Vol 37 | Winter Issue | Jan 1, 2012
Article by Capt. Mark Sampson
So Sonny, you’ve got yourself a boat, figured out how to catch a fish or two, and now you think you might just go ahead and get yourself a license and become a full-fledged charter boat captain. Are you sure that you’ve got what it takes? Do you really know what you might be getting yourself into? Do you even know what you need to do to get all the licenses and permits you’ll need before you can open your doors for business? Hopefully, the following will be a useful guide for anyone contemplating a career in the charter boat industry.
Captain’s License - It goes without saying that anyone who wishes to be a charter fishing boat captain needs to have a license from the U.S. Coast Guard that will allow them to carry passengers for hire. Some folks, however, might not be aware of all that’s involved in getting that license. As apparent by the number of licensed captains running around the docks these days, getting a license doesn’t require the IQ of Einstein or half a century of experience working on the water. But then again, the qualification, testing, and documentation requirements for applicants are rigorous enough to weed out some who maybe shouldn’t be in the industry in the first place and lend a certain level of credence to anyone who is.

## Image outline annotation entries
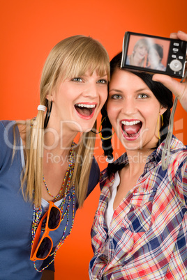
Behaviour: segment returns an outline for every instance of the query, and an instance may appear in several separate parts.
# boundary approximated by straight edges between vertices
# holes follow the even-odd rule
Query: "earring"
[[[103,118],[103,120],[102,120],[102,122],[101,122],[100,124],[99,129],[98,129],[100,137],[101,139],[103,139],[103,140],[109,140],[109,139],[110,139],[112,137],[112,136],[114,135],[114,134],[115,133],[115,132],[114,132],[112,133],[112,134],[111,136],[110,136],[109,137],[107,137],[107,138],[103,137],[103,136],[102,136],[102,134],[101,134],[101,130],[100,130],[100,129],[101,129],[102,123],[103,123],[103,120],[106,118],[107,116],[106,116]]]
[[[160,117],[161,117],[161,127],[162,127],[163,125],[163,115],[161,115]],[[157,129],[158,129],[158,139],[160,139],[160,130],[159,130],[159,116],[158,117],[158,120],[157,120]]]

--

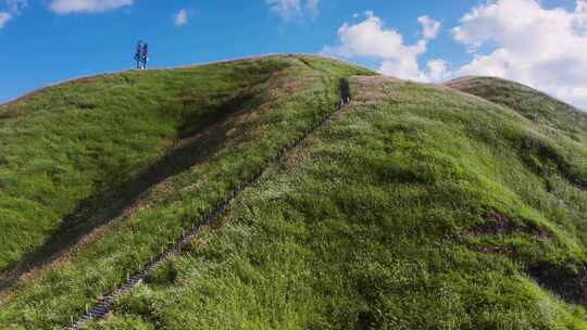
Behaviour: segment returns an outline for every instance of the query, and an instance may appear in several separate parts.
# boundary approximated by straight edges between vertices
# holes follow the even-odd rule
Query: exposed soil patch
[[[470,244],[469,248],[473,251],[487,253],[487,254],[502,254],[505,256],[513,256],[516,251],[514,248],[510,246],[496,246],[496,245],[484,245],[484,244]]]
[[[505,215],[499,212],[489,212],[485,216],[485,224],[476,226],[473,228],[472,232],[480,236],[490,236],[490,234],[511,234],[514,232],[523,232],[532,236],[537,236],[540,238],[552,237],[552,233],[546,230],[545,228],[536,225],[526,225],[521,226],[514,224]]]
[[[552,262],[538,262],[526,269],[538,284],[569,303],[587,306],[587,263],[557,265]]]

## TASKS TO CARRY OUT
**a)** Do these statements agree with the charter captain article? (i) A charter fishing boat captain's license comes from the U.S. Coast Guard. (ii) Getting a license requires half a century of experience working on the water. (iii) The piece ran in the Winter Issue.
**b)** Can you transcribe the charter captain article, starting at "Captain’s License - It" and ending at "anyone who is."?

## TASK-BY-TASK ANSWERS
**a)**
(i) Yes: "needs to have a license from the U.S. Coast Guard that will allow them to carry passengers for hire"
(ii) No: "getting a license doesn’t require the IQ of Einstein or half a century of experience working on the water"
(iii) Yes: "Winter Issue"

**b)**
Captain’s License - It goes without saying that anyone who wishes to be a charter fishing boat captain needs to have a license from the U.S. Coast Guard that will allow them to carry passengers for hire. Some folks, however, might not be aware of all that’s involved in getting that license. As apparent by the number of licensed captains running around the docks these days, getting a license doesn’t require the IQ of Einstein or half a century of experience working on the water. But then again, the qualification, testing, and documentation requirements for applicants are rigorous enough to weed out some who maybe shouldn’t be in the industry in the first place and lend a certain level of credence to anyone who is.